Extrait source >>

──────────

Sorcière = bouc-émissaire

Oubliez Hermione Granger, et l’univers de Harry Potter. Ici, la sorcière invoquée dans l’essai de Mona Chollet, Sorcières, la puissance invaincue des femmes, est l’ennemi ultime de la société, le bouc-émissaire à abattre pour rétablir l’ordre social.

C’est au début du Moyen-Âge que les pratiques dites de sorcellerie (qui se résumaient souvent à l’utilisation d’herbes et d’onguents) sont condamnées : Clovis promulgue la Lex Salica et, en 1326, Jean XXII met en place une chasse aux sorcières, persécution systématique qui s’étend pendant quatre siècles. Les 110 000 procès qui eurent lieu en Europe étaient bien souvent fondés sur des suspicions… sans fondement. Les procès ne laissaient aucune chance aux victimes, comme en témoigne l’épreuve du bain rapportée par Mona Chollet : ladite sorcière était jetée à l’eau, si elle flottait, c’était une sorcière à exécuter, si elle coulait, elle était innocente !

 « Les sorcières illustrent d’abord l’entêtement des sociétés à désigner régulièrement un bouc émissaire à leurs malheurs, et à s’enfermer dans une spirale d’irrationalité, inaccessible à toute argumentation sensée, jusqu’à ce que l’accumulation des discours de haine et une hostilité devenue obsessionnelle justifient le passage à la violence physique, perçue comme une légitime défense du corps social », affirme la journaliste au Monde Diplomatique.

──────────

Consignes >>
1 > Répondez aux questions suivantes à partir de l'extrait sur les sorcières.
(a) Quel pape met en place une chasse aux sorcières en 1326 ?
(b) Combien de procès eurent lieu en Europe ?
(c) Lors de l'épreuve du bain, que concluait-on si la femme coulait ?
2 > Résumez en deux phrases l'extrait sur les sorcières.
3 > Poursuivez le texte sur les sorcières comme boucs émissaires au-delà de sa dernière phrase.
Les données ci-après proviennent d'une autre source.

Données enregistrées >>

──────────

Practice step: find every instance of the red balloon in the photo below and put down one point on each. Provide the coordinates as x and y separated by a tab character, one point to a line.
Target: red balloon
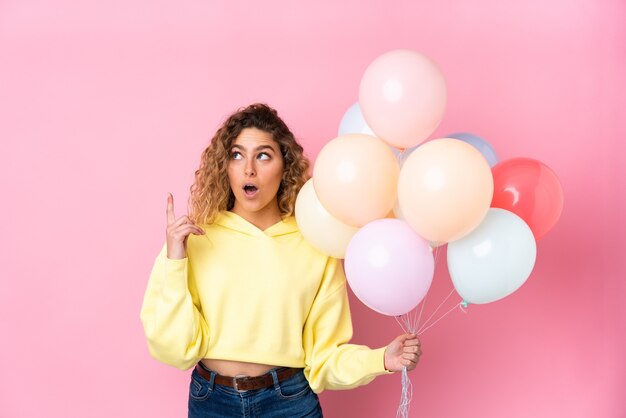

──────────

Les réponses >>
1 >
(a) Jean XXII.
(b) 110 000.
(c) Elle était innocente.

2 > Dans son essai *Sorcières, la puissance invaincue des femmes*, Mona Chollet présente la sorcière comme le bouc émissaire à abattre pour rétablir l'ordre social. Condamnées dès le début du Moyen Âge, les pratiques de sorcellerie ont entraîné une persécution de quatre siècles et 110 000 procès en Europe, souvent fondés sur des suspicions sans fondement et qui ne laissaient aucune chance aux victimes.

3 >
Qui est visé ? se demande Mona Chollet : la sorcellerie, ou de manière plus pernicieuse, la femme ? 80% des executés étaient des sorcières et non pas des sorciers : « il paraît difficile de ne pas déduire que les chasses aux sorcières ont été une guerre contre les femmes. ».

Prix de l’essai Psychologies – Fnac 2019

Sorcières, la puissance invaincue des femmes a remporté le prix Psychologies – Fnac 2019 qui récompense un essai « qui aide à mieux vivre sa vie ». Créé en 2006 par Psychologies magazine et la Fnac, le jury était cette année présidé par Jean-Marc Savoye, lauréat de l’année précédente pour Et toujours elle m’écrivait.

Grâce à ce prix, l’auteure sera reçue dans les magasins Fnac pour aller à la rencontre de ses lecteurs, sous l’arbitrage de Christilla Pelle-Douel de Psychologies Magazine.

Les sorcières sont revenues !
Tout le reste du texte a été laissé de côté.